**CONSIGNE DE L'EXERCICE**
Dans l'entretien sur les réformes des pensions ci-dessous, condensez sous forme de liste le paragraphe qui commence par « Fabio Bertranou: C'est une question centrale », en conservant ses faits principaux.

**TEXTE SOURCE**
# # # # # # #
3. BIT en ligne: Pourquoi ne pas laisser le
choix entre système privé et système
public aux personnes qui entrent dans la vie
active?
Fabio Bertranou: Il y a effectivement
des pays qui offrent cette possibilité et nous
connaissons des expériences de systèmes
mixtes mais, à mon avis, ce n'est pas en
donnant le choix entre système privé et
système public qu'on résoudra le
problème des pensions. Ce choix peut en effet
entraîner une fragmentation encore plus grande
des systèmes existants, ce que ces
réformes ont justement essayé
d'empêcher. Les autres solutions
qu'offrent des pays comme l'Argentine,
l'Uruguay et le Costa Rica sont tout à
fait intéressantes, même si, apparemment,
elles n'ont rien donné à cause de la
crise dans laquelle d'autres facteurs ont
plongé l'économie de ces pays et,
avec elle, leurs systèmes de pensions…
4. BIT en ligne: Que pensez-vous des coûts
de transition des réformes de pensions?
Fabio Bertranou: C'est une question
centrale pour toute réforme structurelle des
pensions. Les études qui précèdent
les réformes ont tendance à sous-estimer
les implications budgétaires de ces types de
réforme. Je dirais que, si au Chili la
réforme des pensions a apparemment abouti,
c'est non pas parce qu'elle a été
bien conçue, mais parce que le processus de
réforme a bien été géré et
s'est accompagné d'une croissance
économique, d'une stabilité politique
et de capacités institutionnelles suffisantes.
5. BIT en ligne: Que changeriez-vous dans les
systèmes de pensions privés du Chili ou
d'autres pays d'Amérique latine si
vous deviez changer quelque chose?
Fabio Bertranou: Le principal reproche
que je ferais au nouveau processus de pensions et
de réforme est que les autorités se sont
focalisées sur le deuxième pilier
privé, au détriment du premier pilier
public, qui, alors qu'il constitue la base de
tout système de protection sociale pour les
personnes âgées, qui a été
négligé dans beaucoup de pays. C'est
le cas au Chili, où seuls ont droit à une
pension minimum ceux qui ont cotisé au moins
vingt ans et qui ont épargné très
peu sur leurs comptes individuels. Il existe aussi
un système d'assistance sociale aux
prestations extrêmement modestes. Bien
qu'il soit le pays d'Amérique latine
qui obtient les meilleurs résultats en ce qui
concerne les cotisations des travailleurs au
système de pensions, le Chili verse un grand
nombre de prestations d'assistance sociale. En
fait, les taux de couverture vieillesse
déjà élevés dans ce pays ont
encore augmenté du fait de la croissance
continue des prestations d'assistance sociale,
alors que la couverture par des systèmes
contributifs privés et publics est restée
constante, lorsqu'elle n'a pas
diminué.
# # # # # # #
**DONNÉES FOURNIES**
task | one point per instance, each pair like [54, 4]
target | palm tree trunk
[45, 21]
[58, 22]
# # # # # # #
**RÉSULTAT FINAL**
- Les coûts de transition sont une question centrale pour toute réforme structurelle des pensions.
- Les études qui précèdent les réformes tendent à en sous-estimer les implications budgétaires.
- Au Chili, la réforme a apparemment abouti non pas grâce à sa conception, mais parce que le processus a été bien géré.
- Ce processus s'est accompagné d'une croissance économique, d'une stabilité politique et de capacités institutionnelles suffisantes.